Beijing: China will establish an international maritime judicial centre, a report from the country’s top court said Sunday, as it seeks to shore up territorial claims to the South and East China Sea at the centre of a growing regional dispute.

The decision comes as an international tribunal prepares to decide a case related to the country’s claims in the South China Sea, where it has built a series of artificial islands capable of hosting military facilities.

Beijing has refused to participate in the arbitration brought by the Philippines in hopes of settling competing territorial claims in the region, where China has made sweeping assertions of sovereignty.

The new maritime judicial centre will help China ‘implement its strategy of becoming a powerful maritime country’, Zhou Qiang, head of the Supreme People’s Court, said in a report to the annual session of the Communist-controlled National People’s Congress (NPC) legislature.

The centre, Zhou said, will ‘resolutely defend’ China’s ‘national sovereignty, maritime rights and interests, and other core interests’.

The country already has a system of maritime courts, which have adjudicated more than 225,000 cases since 1984, the Supreme Court’s spokesperson said last year.

Zhou’s comments provided no details about how the new centre would differ from the existing institutions.

China has long-standing disputes over maritime territory in the East and South China Sea, where it has aggressively pursued its claims through an increasingly muscular military posture.

In recent years, the waters of the South China Sea have become the stage for a tussle for dominance between Beijing and Washington, the world’s two largest economic and military powers.

China has never clearly defined its claims to the strategic region through which about a third of all the world’s traded oil passes.

The Philippines and several other littoral states have competing claims in the region, as does Taiwan.

Manilla’s decision to take its dispute with China to an international tribunal based in the Hague has infuriated Beijing, which insists the matter is outside the court’s remit.

A ruling on the matter is expected before May.

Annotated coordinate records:
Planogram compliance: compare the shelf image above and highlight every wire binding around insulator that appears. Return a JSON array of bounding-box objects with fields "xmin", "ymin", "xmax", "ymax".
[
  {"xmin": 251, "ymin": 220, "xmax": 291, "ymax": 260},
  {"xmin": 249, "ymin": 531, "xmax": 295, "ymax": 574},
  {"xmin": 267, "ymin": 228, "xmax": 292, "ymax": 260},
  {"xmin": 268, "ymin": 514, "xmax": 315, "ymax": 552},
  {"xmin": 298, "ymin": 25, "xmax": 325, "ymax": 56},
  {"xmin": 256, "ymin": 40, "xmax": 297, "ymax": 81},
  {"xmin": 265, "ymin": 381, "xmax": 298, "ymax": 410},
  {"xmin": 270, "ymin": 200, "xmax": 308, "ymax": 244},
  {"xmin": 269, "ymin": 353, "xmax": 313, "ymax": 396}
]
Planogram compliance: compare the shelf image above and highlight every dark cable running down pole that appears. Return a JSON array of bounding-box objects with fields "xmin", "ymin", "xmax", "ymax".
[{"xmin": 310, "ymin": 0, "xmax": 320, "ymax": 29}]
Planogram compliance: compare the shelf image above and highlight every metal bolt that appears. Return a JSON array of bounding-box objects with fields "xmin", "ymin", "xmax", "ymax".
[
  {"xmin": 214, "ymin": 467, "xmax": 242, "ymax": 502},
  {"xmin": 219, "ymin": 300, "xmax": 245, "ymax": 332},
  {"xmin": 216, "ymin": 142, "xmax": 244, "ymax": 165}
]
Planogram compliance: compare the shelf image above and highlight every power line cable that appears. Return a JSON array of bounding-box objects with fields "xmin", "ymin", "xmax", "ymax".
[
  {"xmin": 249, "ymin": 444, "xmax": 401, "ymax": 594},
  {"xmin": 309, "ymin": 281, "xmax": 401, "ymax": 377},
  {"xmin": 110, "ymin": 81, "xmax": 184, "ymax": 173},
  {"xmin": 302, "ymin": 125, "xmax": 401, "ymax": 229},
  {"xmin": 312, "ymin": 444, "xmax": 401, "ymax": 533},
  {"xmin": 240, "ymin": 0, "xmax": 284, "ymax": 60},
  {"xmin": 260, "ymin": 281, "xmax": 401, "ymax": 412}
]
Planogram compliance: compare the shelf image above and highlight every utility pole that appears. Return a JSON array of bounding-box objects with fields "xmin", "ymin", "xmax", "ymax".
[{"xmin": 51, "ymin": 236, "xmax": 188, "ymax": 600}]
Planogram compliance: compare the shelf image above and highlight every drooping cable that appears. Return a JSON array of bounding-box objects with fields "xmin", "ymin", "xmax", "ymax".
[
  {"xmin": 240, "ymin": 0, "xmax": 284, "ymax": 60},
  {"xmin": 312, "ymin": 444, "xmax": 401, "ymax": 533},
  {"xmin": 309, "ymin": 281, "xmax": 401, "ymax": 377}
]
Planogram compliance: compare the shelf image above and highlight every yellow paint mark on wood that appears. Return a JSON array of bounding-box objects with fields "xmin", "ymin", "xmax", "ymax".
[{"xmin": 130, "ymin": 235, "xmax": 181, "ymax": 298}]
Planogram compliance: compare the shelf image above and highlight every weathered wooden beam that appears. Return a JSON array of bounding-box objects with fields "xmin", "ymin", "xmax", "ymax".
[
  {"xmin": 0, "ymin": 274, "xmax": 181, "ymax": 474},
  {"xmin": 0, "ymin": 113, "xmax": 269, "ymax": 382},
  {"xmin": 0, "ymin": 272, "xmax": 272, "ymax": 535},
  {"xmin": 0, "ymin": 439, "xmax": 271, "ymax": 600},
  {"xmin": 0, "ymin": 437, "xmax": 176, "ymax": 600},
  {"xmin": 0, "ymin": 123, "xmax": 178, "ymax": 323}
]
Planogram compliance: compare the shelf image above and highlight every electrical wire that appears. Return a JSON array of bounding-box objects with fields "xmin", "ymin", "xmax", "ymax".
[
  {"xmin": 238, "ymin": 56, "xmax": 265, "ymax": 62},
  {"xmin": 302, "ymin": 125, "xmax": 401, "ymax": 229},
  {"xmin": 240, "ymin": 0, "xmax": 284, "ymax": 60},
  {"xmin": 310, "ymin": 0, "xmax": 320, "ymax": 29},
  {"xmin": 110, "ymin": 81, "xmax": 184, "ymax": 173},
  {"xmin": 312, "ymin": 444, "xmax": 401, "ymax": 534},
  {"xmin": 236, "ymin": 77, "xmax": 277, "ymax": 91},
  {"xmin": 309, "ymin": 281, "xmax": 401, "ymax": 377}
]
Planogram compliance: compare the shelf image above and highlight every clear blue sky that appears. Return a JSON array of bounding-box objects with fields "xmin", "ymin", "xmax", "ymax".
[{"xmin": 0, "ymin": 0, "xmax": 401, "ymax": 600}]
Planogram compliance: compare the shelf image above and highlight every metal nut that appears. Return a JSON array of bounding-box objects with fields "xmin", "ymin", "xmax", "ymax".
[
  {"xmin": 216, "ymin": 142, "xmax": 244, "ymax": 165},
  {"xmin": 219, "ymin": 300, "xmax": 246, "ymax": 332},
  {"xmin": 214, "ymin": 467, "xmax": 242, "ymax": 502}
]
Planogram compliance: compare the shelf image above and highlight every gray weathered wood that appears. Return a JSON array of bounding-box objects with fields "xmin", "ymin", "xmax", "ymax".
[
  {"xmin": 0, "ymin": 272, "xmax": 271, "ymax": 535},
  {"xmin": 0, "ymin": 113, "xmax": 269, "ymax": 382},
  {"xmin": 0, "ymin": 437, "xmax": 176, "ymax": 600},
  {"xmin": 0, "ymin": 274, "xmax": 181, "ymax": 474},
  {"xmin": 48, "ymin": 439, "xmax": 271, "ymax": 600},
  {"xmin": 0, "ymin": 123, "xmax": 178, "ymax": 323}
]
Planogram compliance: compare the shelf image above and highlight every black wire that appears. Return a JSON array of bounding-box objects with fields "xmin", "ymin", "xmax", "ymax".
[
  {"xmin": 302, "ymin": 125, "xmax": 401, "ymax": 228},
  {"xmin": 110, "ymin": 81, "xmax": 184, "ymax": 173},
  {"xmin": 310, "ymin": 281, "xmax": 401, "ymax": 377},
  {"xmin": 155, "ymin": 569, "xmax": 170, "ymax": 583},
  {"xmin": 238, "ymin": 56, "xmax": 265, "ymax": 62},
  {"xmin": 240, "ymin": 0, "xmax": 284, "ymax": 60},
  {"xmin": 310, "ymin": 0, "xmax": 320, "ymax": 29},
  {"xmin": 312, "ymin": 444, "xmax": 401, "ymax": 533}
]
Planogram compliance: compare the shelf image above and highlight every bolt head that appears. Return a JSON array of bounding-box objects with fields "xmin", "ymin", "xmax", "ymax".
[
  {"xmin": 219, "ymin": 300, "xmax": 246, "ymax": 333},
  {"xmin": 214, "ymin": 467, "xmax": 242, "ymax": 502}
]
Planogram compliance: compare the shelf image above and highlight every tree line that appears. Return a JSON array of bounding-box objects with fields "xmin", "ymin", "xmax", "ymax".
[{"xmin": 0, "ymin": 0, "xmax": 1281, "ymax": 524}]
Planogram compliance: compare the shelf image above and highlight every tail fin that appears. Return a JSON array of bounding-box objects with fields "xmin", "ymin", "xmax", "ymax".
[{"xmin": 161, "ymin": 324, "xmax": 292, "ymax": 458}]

List of tasks.
1: From the article on China's maritime judicial centre, extract the passage from "Beijing has refused" up to and including "Congress (NPC) legislature.".
2: Multiply every bounding-box coordinate in the answers by 1.35 and round each result to a whole number, rounding halves up. Rewrite all lines of the records from the line containing "highlight every tree" through the end of the records, with their requests, and give only those lines.

List of solutions.
1:
Beijing has refused to participate in the arbitration brought by the Philippines in hopes of settling competing territorial claims in the region, where China has made sweeping assertions of sovereignty.

The new maritime judicial centre will help China ‘implement its strategy of becoming a powerful maritime country’, Zhou Qiang, head of the Supreme People’s Court, said in a report to the annual session of the Communist-controlled National People’s Congress (NPC) legislature.

2:
Planogram compliance: compare the shelf image above and highlight every tree line that appears. Return a JSON array of bounding-box objects with fields "xmin", "ymin", "xmax", "ymax".
[{"xmin": 0, "ymin": 0, "xmax": 1729, "ymax": 707}]
Planogram compliance: compare the shelf image above and highlight every tail fin that appears. Return a JSON array of bounding-box objects with fields "xmin", "ymin", "xmax", "ymax".
[{"xmin": 217, "ymin": 437, "xmax": 394, "ymax": 618}]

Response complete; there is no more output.